Use cgroup v2 inside docker containers

Background

In my recent endeavors, I've been conducting fuzzing experiments using Docker on a budget. My setup involves a few c6a.large EC2 instances from AWS, each equipped with 2 cores and 4GB of RAM. To optimize resource usage and manage costs, I execute my Docker containers with specific resource limits:

docker run -d --cpus=1.5 --memory=3.5g whexy/fuzztest:latest

I utilize BandFuzz, a collaborative fuzzing framework that can smartly resumes fuzzing tasks if they crash. However, I encountered a significant issue when the memory usage of a container exceeded 3.5GB. The Linux Out-Of-Memory (OOM) killer would terminate the entire container, including my vital auto-resume daemon.

The Challenge

My objective was clear: I needed the OOM killer to target only the fuzzers and spare the daemon. Initially, I attempted to bypass Docker's memory limits by managing cgroups directly. After some research and discussions (including insights from GPT), I tested the following command:

docker run -d --cpus=1.5 --privileged -v /sys/fs/cgroup:/sys/fs/cgroup:rw whexy/fuzztest:latest

This approach allowed me to create a new cgroup via the filesystem interface. However, I hit a roadblock when I tried to add processes to cgroup.procs, encountering the frustrating error:

error: cgroup.procs: no such file or directory

Despite the file being visible, modifications were restricted.

The Solution

Through further investigation, I discovered that Docker containers utilize a namespace that restricts control over the host's cgroup settings. To override this, the container must be launched with the --cgroupns=host flag, granting it the necessary privileges to interact directly with the host's cgroup settings.

Additionally, while exploring other related Docker arguments, I noted the --pid=host option. This setting aligns the container’s PID namespace with that of the host, facilitating direct checks on other cgroup.procs files using actual PIDs. This can be particularly useful for more intricate system interactions, although it was not necessary for my current setup.

Conclusion

By adjusting the Docker command to include --privileged --cgroupns=host, I was able to gain the control needed over cgroups within my containers, effectively isolating the OOM killer's impact to only the fuzzers, thereby safeguarding my auto-resume daemon. This setup proves crucial for maintaining the resilience and efficiency of my fuzzing experiments on a constrained budget.

> **Supplied information**
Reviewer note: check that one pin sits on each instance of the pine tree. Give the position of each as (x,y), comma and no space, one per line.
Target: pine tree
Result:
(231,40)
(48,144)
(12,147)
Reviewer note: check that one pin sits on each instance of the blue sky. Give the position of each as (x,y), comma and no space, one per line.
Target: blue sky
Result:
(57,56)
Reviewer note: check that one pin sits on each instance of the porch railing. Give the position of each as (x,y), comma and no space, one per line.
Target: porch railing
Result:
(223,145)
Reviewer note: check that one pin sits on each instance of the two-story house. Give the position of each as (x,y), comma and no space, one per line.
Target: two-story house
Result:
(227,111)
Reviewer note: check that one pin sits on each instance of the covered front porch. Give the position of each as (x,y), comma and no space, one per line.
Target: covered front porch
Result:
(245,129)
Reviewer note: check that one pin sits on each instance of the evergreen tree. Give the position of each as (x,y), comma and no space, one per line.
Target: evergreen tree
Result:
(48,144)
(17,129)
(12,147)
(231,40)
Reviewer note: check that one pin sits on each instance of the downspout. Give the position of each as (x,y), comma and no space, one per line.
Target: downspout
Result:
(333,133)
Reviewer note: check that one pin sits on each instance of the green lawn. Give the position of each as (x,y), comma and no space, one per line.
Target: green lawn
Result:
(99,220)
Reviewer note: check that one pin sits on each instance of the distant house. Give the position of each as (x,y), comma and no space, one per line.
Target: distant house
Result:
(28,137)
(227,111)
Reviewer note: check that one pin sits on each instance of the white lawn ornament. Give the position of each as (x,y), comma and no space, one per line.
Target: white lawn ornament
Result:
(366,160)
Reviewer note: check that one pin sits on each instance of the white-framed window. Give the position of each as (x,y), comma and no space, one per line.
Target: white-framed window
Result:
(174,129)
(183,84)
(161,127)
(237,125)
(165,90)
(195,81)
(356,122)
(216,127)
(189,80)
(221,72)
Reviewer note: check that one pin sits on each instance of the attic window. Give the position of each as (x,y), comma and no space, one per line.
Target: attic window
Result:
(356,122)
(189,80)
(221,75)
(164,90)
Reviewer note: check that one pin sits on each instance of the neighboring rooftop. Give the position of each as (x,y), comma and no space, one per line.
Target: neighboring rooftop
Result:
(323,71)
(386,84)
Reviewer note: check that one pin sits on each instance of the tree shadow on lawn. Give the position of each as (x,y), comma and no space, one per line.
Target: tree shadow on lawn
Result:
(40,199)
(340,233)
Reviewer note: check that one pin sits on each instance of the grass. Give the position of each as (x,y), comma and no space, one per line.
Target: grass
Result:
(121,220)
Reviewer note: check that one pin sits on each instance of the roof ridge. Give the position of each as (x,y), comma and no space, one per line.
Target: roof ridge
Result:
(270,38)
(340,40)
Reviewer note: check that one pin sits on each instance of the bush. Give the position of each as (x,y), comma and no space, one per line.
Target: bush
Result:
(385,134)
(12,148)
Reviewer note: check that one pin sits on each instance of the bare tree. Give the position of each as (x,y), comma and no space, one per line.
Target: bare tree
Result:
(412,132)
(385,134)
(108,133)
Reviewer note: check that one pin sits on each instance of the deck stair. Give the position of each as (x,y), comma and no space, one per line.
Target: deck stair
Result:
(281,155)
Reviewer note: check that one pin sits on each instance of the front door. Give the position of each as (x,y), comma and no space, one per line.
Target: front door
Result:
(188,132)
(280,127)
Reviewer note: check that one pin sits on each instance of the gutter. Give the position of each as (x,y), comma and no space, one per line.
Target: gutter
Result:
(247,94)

> **Task item A**
Which docker options written with two leading hyphens does the cgroup article mention? List each one with any value it is given.
> **Task item B**
Answer these questions from the cgroup article:
(i) Which EC2 instance type does the author run the containers on?
(ii) What error did the author get when trying to add processes to cgroup.procs?
(iii) Which option makes the container's PID namespace match the host's?
> **Task item C**
Duplicate the passage of the cgroup article that begins at the words "The Challenge" and stops after the words "modifications were restricted.".

> **Answer box A**
--cpus=1.5
--memory=3.5g
--privileged
--cgroupns=host
--pid=host

> **Answer box B**
(i) c6a.large
(ii) error: cgroup.procs: no such file or directory
(iii) --pid=host

> **Answer box C**
The Challenge

My objective was clear: I needed the OOM killer to target only the fuzzers and spare the daemon. Initially, I attempted to bypass Docker's memory limits by managing cgroups directly. After some research and discussions (including insights from GPT), I tested the following command:

docker run -d --cpus=1.5 --privileged -v /sys/fs/cgroup:/sys/fs/cgroup:rw whexy/fuzztest:latest

This approach allowed me to create a new cgroup via the filesystem interface. However, I hit a roadblock when I tried to add processes to cgroup.procs, encountering the frustrating error:

error: cgroup.procs: no such file or directory

Despite the file being visible, modifications were restricted.